**EXCERPT**
★ ★ ★

A physical AI startup is drawing comparisons to one of the most influential companies in tech history — and investors are putting serious money behind that bet. According to 36 Kr, the company raised $3.5 billion in just three months, a pace of fundraising that signals a dramatic surge of investor confidence in so-called embodied AI.

Embodied AI refers to artificial intelligence that operates in the physical world — think robots that can navigate warehouses, assemble products, or assist in hospitals, rather than software that only processes text or images. The field has long been seen as the next frontier after large language models, but funding had historically lagged behind pure software AI plays.

That appears to be changing fast. The nickname circulating among backers — the "OpenAI of the Physical World," according to 36 Kr — reflects an expectation that this company could become the defining platform of a new AI category, much as OpenAI came to define generative text and image AI for a mainstream audience.

★ ★ ★

**LISTED RECORDS**
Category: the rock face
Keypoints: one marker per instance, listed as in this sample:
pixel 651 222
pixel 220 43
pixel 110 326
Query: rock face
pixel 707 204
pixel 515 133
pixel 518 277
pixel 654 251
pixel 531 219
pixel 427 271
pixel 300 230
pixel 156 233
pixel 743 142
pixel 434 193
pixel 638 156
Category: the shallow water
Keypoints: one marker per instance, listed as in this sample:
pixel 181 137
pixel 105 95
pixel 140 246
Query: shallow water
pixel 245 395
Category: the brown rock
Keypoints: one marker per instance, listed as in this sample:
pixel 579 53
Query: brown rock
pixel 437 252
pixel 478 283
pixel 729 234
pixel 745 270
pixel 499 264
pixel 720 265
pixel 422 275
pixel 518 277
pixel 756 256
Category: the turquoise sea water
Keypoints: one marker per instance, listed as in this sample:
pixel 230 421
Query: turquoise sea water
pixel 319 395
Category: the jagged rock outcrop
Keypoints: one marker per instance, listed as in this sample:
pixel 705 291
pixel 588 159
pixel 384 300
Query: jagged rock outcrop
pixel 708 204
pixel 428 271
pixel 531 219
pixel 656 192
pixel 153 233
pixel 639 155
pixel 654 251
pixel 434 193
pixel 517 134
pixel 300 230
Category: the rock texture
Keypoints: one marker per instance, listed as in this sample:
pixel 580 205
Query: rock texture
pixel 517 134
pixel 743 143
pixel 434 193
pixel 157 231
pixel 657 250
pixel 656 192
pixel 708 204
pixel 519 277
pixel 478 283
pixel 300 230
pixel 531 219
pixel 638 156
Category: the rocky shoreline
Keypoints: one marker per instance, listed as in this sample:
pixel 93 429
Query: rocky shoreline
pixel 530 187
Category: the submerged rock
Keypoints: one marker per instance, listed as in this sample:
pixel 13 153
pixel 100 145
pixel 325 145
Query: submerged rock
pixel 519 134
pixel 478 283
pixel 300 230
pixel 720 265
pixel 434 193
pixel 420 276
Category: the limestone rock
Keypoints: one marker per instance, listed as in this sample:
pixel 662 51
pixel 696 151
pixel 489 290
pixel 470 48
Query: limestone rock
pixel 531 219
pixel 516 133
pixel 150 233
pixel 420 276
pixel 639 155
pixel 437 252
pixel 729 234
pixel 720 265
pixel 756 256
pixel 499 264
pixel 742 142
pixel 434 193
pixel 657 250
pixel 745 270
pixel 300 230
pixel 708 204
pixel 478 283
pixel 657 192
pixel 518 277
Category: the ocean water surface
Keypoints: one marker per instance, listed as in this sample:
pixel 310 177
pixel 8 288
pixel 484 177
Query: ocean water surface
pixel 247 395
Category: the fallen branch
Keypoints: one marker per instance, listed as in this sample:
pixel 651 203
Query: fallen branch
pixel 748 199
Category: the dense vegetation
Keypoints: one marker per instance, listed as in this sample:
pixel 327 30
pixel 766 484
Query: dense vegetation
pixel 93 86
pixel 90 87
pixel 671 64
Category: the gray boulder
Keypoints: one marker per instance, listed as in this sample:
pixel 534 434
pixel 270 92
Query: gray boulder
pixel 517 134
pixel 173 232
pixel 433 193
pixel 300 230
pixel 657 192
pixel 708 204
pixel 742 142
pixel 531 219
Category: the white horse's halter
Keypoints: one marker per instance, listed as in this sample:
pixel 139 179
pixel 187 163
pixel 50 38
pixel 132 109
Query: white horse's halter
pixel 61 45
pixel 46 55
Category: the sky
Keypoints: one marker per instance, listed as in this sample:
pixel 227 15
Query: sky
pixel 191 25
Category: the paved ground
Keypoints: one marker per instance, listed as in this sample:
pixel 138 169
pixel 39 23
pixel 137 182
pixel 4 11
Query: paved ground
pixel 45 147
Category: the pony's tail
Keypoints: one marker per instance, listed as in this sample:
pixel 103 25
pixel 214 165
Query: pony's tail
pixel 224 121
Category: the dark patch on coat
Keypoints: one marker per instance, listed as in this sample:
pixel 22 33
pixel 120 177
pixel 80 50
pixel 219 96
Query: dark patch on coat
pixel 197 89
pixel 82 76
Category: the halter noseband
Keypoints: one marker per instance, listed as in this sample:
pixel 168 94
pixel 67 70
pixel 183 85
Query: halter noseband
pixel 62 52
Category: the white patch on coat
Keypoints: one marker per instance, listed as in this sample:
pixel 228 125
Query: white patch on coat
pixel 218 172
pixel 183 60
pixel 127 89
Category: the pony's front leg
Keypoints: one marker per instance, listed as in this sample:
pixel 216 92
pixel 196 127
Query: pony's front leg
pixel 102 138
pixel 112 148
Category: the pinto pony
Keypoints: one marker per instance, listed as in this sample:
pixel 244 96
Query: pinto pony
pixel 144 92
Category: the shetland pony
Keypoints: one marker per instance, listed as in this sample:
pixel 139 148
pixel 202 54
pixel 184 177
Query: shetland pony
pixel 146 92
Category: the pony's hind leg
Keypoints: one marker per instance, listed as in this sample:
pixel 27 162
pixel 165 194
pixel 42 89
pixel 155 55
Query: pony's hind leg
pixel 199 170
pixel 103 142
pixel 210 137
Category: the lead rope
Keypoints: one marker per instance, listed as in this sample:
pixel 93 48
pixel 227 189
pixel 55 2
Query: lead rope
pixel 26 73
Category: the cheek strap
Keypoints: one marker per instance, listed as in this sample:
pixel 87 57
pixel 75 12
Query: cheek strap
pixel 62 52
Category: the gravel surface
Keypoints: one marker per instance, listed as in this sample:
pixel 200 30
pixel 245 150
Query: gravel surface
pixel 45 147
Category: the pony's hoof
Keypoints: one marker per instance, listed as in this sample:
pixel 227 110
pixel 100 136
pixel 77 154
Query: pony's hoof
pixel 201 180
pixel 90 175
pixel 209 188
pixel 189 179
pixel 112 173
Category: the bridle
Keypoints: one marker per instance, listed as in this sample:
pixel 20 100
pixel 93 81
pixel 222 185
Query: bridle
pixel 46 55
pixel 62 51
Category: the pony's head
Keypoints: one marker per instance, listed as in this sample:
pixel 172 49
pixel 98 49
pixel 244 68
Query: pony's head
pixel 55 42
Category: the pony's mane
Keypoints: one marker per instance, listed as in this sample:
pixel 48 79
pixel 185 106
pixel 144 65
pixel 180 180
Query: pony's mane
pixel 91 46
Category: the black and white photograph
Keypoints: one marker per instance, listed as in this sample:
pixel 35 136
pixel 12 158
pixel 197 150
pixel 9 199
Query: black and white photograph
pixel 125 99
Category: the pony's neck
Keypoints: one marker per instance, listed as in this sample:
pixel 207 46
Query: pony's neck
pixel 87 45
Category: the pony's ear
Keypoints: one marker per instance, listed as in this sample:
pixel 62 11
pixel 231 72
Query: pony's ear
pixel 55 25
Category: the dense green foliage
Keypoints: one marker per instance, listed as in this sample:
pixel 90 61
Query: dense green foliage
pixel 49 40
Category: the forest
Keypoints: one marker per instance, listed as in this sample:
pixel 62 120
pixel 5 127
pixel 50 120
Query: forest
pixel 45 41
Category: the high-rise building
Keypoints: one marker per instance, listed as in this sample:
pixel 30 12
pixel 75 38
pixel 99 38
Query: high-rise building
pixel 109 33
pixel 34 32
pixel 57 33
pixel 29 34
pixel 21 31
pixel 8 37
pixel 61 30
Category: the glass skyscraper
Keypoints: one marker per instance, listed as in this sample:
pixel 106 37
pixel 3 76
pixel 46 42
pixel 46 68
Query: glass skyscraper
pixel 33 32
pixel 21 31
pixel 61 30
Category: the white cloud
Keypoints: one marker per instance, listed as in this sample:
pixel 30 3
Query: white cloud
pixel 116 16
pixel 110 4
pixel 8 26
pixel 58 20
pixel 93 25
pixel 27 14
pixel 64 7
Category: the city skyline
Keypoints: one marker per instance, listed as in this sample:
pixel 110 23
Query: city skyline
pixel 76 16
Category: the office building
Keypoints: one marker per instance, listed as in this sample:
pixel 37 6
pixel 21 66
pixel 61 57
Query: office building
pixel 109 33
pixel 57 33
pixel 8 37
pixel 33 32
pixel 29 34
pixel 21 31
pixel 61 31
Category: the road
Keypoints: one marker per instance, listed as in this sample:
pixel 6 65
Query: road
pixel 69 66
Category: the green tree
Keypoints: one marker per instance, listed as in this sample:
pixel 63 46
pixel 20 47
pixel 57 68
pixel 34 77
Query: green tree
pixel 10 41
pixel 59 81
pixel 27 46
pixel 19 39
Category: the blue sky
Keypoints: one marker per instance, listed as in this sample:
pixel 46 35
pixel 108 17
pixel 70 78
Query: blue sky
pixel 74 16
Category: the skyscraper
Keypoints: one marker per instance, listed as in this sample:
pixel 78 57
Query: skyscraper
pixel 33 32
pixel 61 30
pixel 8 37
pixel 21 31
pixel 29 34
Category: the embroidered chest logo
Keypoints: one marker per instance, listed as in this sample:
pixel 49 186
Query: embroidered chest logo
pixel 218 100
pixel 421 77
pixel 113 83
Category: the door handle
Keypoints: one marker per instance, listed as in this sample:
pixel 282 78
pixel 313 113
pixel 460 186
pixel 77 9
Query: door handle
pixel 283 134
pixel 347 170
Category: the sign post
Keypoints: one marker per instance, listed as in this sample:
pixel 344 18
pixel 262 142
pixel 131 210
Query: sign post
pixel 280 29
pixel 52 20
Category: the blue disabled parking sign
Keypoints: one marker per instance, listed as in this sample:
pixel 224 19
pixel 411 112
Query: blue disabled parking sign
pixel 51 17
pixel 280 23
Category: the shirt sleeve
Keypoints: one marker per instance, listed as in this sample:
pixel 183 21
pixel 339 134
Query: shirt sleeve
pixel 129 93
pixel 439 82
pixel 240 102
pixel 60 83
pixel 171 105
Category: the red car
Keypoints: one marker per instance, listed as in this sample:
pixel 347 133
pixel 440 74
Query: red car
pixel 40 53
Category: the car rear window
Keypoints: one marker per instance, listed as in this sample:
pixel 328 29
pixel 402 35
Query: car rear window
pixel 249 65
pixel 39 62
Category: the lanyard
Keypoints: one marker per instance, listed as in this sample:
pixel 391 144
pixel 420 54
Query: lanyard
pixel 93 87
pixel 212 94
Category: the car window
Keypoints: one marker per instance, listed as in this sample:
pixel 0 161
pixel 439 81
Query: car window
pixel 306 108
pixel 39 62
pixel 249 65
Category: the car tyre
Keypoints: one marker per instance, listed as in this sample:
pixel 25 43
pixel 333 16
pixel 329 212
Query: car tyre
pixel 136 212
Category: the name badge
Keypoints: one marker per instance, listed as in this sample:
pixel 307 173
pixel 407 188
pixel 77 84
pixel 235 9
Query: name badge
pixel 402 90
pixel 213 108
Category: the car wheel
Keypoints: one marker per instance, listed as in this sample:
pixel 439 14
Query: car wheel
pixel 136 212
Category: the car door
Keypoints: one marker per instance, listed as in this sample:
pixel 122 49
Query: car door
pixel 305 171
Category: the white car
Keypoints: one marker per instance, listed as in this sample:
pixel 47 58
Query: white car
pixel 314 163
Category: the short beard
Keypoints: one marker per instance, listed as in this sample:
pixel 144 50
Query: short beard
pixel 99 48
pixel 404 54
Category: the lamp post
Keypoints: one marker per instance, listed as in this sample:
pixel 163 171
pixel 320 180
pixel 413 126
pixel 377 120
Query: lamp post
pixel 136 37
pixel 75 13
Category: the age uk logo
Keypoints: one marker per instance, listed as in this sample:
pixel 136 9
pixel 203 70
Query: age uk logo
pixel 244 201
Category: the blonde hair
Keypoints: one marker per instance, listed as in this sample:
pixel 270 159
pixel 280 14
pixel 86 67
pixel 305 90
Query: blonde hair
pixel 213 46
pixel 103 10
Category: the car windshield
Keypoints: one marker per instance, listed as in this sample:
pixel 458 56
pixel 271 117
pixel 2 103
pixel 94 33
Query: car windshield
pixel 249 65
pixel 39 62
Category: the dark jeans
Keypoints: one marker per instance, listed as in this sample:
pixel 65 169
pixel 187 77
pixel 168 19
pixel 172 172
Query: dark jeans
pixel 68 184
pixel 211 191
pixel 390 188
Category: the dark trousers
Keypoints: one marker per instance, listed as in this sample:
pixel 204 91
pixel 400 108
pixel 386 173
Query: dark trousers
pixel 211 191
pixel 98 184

★ ★ ★

**TASK GOAL**
Pick up the embodied AI funding article after its last sentence and keep it going.

**ANSWER TO THIS PROBLEM**
The speed of the raise, $3.5 billion in three months, puts it among the largest and fastest funding rounds in recent AI history. It suggests investors who may have missed early stakes in software AI giants are now rushing to secure positions in physical AI before the category matures.

If embodied AI delivers on its promise, the economic stakes are enormous — physical labor represents a far larger slice of the global economy than knowledge work, making this a story that could reshape industries far beyond Silicon Valley.